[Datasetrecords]
• • •

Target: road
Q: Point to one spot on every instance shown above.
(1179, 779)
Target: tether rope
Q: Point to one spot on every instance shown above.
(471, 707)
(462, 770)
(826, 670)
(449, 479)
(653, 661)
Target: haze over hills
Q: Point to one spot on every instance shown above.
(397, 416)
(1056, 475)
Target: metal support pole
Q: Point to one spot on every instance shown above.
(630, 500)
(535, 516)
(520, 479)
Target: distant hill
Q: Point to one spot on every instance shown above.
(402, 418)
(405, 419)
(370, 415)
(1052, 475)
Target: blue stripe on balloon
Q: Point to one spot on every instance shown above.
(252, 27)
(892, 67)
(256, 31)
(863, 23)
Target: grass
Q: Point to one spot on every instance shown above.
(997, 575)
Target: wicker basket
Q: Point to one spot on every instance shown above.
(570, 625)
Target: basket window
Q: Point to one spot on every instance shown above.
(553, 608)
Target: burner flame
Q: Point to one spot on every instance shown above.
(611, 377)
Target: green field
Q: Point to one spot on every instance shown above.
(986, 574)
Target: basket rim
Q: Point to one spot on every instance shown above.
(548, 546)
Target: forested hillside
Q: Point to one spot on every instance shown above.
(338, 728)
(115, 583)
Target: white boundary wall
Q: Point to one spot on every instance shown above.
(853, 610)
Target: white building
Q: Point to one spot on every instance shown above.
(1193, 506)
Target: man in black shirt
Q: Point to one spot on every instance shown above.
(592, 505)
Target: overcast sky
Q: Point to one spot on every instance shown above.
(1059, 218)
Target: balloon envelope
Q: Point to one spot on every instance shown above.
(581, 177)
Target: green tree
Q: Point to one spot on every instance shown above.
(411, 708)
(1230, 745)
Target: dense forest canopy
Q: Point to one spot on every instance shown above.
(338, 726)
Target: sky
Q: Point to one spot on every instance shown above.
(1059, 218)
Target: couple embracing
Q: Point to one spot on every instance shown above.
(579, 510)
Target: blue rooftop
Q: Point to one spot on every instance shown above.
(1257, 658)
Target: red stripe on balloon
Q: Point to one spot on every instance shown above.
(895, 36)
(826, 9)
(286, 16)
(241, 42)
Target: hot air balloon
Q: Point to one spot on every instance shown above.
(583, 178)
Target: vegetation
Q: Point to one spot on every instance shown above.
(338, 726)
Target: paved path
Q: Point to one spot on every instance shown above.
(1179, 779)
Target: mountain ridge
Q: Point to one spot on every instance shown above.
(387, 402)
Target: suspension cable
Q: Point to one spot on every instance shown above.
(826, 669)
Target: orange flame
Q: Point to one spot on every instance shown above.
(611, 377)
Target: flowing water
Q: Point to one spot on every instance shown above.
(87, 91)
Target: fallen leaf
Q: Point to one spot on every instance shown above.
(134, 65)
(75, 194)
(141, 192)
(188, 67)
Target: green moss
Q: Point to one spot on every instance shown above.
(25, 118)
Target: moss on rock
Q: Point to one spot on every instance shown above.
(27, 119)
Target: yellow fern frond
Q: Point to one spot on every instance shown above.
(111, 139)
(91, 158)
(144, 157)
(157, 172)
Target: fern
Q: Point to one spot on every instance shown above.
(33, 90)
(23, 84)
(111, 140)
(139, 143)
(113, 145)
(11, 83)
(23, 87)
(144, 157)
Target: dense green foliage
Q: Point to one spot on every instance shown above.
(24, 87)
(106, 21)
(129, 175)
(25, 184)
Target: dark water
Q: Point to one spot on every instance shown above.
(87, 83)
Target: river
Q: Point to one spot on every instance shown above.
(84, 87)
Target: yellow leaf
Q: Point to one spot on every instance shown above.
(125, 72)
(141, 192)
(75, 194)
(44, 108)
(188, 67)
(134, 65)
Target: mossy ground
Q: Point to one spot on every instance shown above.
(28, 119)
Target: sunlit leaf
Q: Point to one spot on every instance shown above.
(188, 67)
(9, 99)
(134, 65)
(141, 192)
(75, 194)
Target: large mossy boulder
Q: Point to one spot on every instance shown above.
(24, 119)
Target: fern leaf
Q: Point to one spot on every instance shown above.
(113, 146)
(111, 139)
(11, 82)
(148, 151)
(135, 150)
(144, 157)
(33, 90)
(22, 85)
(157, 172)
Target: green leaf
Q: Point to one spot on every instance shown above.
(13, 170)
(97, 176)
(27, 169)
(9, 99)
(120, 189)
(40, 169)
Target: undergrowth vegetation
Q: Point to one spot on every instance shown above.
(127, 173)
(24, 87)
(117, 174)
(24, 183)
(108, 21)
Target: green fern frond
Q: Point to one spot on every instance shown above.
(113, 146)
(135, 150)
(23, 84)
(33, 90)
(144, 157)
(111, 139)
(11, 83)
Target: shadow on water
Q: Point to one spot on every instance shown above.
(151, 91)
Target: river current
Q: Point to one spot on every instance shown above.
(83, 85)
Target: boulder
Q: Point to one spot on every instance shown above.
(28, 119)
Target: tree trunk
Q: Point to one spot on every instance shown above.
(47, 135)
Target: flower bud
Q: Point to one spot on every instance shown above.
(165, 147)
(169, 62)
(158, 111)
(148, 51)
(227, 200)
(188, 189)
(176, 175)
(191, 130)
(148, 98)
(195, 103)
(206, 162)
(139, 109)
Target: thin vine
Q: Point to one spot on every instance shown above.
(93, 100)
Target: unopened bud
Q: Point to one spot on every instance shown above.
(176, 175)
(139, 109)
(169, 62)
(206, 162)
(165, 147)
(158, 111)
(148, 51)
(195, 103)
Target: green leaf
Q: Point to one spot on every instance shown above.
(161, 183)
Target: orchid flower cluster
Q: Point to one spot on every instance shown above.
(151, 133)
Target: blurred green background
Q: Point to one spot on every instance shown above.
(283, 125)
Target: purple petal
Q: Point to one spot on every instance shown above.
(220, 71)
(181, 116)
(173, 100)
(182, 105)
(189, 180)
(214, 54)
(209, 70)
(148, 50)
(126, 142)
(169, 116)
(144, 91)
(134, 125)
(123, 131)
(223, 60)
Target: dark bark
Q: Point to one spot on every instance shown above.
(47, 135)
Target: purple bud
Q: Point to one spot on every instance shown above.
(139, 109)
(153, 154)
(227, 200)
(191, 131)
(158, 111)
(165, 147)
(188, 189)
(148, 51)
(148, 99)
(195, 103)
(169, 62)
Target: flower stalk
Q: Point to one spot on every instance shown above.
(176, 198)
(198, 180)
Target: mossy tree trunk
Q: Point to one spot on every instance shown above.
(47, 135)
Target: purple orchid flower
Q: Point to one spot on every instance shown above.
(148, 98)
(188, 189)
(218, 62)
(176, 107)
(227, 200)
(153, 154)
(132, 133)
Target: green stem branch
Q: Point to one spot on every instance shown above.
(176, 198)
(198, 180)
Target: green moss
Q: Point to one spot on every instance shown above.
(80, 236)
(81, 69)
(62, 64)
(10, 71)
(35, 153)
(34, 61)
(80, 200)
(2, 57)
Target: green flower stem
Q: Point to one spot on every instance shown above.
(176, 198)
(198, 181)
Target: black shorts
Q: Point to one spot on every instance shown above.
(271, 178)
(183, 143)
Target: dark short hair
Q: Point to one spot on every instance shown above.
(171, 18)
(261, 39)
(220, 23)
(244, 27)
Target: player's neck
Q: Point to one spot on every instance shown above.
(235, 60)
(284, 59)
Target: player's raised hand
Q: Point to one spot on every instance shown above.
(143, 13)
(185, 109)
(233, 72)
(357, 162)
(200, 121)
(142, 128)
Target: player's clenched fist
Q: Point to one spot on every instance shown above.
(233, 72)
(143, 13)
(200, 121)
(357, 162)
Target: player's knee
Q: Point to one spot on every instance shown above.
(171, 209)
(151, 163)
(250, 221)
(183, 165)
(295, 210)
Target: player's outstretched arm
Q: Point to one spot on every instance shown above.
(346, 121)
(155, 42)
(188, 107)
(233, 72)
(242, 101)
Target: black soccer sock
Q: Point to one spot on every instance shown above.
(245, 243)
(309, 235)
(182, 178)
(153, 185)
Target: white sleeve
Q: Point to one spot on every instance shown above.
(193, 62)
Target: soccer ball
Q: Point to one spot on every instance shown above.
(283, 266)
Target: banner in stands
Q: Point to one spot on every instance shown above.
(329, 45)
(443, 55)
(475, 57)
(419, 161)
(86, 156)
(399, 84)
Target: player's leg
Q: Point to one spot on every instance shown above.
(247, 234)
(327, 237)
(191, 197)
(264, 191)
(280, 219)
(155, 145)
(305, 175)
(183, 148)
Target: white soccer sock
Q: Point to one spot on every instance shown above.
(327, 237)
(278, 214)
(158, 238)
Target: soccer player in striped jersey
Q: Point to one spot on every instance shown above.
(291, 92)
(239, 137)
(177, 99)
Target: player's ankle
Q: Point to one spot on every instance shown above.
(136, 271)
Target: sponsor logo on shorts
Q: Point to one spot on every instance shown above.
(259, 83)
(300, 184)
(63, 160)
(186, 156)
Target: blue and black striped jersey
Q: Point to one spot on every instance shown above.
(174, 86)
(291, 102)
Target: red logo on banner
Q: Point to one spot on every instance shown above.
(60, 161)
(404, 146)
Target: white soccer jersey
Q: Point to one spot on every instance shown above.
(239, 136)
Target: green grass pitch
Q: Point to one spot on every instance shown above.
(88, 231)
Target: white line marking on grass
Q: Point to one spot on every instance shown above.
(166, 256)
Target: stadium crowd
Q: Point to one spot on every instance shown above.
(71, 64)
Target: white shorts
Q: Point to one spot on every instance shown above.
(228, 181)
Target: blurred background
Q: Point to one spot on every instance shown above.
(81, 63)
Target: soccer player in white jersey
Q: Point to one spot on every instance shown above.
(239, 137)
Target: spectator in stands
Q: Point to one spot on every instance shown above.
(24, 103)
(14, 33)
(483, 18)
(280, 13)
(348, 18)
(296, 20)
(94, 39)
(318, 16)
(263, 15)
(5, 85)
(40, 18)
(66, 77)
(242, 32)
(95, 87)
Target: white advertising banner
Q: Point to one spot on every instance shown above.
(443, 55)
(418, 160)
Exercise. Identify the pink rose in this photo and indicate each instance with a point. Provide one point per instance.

• • •

*WAT TE MAKEN:*
Kopieer letterlijk het deel van de lijst dat opent met de regel met "Target: white shorts" en doorloopt tot en met het einde van de lijst.

*ANTWOORD OPDRACHT:*
Target: white shorts
Q: Point to one spot on every instance shown above.
(228, 181)
Target: blurred background
Q: Point to one spot on every instance shown above.
(81, 63)
Target: soccer player in white jersey
Q: Point to one spot on every instance shown above.
(239, 137)
Target: spectator in stands
Q: Point to one spot on every instance shown above.
(24, 103)
(14, 33)
(483, 18)
(280, 13)
(348, 18)
(296, 20)
(94, 39)
(318, 16)
(263, 15)
(5, 85)
(40, 18)
(66, 77)
(242, 32)
(95, 87)
Target: white advertising banner
Q: Point to one spot on every instance shown above.
(443, 55)
(418, 160)
Exercise. Identify the pink rose in this photo and indicate each instance with a point. Provide one point per instance.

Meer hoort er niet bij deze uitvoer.